**Given problem:** The required output consists solely of the lines from the line containing "In the picture above, where can the bright" through the end of the records, copied exactly.

--- BEGIN Stored rows ---

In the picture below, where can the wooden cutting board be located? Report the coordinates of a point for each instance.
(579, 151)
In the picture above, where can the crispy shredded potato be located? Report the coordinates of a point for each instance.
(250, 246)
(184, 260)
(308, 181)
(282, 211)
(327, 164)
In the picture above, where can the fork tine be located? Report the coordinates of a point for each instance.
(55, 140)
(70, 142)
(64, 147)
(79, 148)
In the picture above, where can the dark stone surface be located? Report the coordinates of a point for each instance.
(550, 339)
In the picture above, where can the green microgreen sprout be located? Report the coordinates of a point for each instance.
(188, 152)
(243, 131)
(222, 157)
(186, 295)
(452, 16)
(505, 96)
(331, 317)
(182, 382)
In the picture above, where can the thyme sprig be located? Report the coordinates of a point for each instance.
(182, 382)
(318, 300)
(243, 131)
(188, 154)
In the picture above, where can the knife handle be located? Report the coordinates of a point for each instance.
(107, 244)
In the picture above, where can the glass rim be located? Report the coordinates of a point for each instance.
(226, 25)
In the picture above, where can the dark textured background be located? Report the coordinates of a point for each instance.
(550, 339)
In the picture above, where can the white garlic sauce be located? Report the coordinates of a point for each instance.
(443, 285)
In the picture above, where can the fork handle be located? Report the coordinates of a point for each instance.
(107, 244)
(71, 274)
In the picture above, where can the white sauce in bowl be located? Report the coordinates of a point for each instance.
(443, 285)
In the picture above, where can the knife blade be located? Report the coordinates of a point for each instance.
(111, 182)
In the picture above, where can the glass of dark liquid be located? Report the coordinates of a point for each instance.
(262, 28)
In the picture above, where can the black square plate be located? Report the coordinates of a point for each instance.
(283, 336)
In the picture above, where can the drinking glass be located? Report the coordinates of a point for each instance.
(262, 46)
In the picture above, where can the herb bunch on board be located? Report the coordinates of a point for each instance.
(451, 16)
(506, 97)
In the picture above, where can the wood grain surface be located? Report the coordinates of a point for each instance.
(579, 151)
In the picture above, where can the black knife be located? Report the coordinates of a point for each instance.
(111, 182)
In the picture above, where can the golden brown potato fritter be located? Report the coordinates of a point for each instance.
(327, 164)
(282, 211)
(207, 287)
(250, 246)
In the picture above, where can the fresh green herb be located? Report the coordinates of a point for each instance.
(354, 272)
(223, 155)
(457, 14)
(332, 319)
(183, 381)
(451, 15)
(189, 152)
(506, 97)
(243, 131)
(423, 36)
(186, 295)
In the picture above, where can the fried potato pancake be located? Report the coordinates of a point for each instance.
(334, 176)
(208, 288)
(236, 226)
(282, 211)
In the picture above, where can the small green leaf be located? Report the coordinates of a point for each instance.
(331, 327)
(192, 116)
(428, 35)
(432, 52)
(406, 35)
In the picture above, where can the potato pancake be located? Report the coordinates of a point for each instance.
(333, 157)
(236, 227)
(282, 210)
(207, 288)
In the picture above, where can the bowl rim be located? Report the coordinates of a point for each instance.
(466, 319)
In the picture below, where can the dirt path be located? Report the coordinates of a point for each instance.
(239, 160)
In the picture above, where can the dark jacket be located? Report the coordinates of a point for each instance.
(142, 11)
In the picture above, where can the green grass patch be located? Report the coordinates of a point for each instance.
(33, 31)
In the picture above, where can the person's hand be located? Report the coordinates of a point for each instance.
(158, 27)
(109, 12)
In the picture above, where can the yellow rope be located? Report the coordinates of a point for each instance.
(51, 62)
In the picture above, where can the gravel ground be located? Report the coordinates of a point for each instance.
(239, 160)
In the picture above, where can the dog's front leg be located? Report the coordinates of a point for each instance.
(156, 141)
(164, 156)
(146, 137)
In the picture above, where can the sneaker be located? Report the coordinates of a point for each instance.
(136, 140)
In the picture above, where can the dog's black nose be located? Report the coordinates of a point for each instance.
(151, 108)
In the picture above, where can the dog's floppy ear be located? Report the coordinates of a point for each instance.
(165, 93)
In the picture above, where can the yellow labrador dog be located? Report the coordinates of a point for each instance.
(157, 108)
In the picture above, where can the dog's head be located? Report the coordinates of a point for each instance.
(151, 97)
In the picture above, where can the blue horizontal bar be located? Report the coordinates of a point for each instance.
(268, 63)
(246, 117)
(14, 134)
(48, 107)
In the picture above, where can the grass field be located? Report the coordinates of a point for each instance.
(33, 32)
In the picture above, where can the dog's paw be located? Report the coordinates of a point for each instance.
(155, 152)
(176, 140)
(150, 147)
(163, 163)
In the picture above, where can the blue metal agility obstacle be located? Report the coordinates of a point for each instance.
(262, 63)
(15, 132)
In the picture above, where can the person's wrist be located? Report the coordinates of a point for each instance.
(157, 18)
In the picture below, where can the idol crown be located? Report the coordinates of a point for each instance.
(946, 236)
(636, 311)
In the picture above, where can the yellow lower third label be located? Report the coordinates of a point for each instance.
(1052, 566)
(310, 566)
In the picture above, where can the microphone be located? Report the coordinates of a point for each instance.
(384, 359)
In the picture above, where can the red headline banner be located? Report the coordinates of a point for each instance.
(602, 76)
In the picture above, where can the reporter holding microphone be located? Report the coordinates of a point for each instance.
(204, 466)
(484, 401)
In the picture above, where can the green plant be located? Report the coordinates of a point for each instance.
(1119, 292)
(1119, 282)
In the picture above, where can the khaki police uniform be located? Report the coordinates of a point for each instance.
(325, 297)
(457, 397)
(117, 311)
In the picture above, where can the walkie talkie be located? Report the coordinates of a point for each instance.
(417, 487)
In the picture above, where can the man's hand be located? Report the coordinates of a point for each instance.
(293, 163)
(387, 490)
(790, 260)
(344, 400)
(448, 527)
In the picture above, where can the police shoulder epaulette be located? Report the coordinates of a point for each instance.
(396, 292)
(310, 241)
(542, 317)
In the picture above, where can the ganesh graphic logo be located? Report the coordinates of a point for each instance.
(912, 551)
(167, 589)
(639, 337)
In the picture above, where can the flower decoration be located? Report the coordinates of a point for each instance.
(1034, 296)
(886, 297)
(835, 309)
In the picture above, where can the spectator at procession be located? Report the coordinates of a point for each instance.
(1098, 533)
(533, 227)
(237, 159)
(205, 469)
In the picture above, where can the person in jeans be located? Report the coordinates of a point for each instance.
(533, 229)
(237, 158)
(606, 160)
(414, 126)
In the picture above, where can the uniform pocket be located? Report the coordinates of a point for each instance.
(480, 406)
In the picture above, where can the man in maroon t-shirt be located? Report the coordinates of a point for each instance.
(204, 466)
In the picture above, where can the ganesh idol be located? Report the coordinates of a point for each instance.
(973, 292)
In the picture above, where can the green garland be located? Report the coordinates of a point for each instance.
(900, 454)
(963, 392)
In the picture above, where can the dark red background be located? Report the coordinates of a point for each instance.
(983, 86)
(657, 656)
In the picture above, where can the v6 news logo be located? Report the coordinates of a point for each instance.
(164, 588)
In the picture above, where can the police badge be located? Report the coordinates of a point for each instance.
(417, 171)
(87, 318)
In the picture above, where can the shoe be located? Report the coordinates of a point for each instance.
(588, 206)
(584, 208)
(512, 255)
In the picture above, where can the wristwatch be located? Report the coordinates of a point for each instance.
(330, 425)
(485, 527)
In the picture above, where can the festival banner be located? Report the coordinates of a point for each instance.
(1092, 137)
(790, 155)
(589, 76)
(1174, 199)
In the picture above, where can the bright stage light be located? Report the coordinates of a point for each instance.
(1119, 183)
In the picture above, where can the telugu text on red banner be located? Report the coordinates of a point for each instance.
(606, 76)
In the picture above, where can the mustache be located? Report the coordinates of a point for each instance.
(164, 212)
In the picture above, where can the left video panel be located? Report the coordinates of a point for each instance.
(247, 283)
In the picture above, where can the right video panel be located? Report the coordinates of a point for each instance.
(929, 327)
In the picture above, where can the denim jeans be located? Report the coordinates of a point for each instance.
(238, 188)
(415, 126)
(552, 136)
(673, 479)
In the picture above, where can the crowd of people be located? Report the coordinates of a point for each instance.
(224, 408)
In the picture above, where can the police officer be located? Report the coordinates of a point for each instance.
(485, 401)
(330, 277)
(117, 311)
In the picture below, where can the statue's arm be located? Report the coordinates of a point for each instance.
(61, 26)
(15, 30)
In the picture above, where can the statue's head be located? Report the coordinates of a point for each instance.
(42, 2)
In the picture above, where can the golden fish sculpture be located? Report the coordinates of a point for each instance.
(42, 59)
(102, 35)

--- END Stored rows ---

**Answer to the exercise:**
In the picture above, where can the bright stage light be located? Report the coordinates of a point for each instance.
(1119, 183)
In the picture above, where can the telugu text on red banner be located? Report the coordinates of a point for each instance.
(606, 76)
In the picture above, where can the mustache be located? Report the coordinates of a point for each instance.
(164, 212)
In the picture above, where can the left video panel be located? Report the coordinates of a point for each instance.
(247, 283)
In the picture above, where can the right video panel be located? Report the coordinates of a point for each instance.
(929, 327)
In the picture above, where can the denim jeans be located? Report the coordinates of a point for each instance.
(238, 188)
(415, 126)
(552, 136)
(673, 479)
In the picture above, where can the crowd of people be located? Report the coordinates of a point for each instance.
(224, 408)
In the picture above, where can the police officer be located? Report the coordinates of a point for each instance.
(485, 401)
(330, 277)
(117, 311)
In the picture below, where can the statue's arm be located? Report the coordinates of a point for each instance.
(61, 26)
(15, 30)
In the picture above, where can the statue's head be located? Report the coordinates of a point for each instance.
(42, 2)
In the picture above, where can the golden fish sculpture be located? Report the coordinates of a point for each instance.
(42, 59)
(102, 35)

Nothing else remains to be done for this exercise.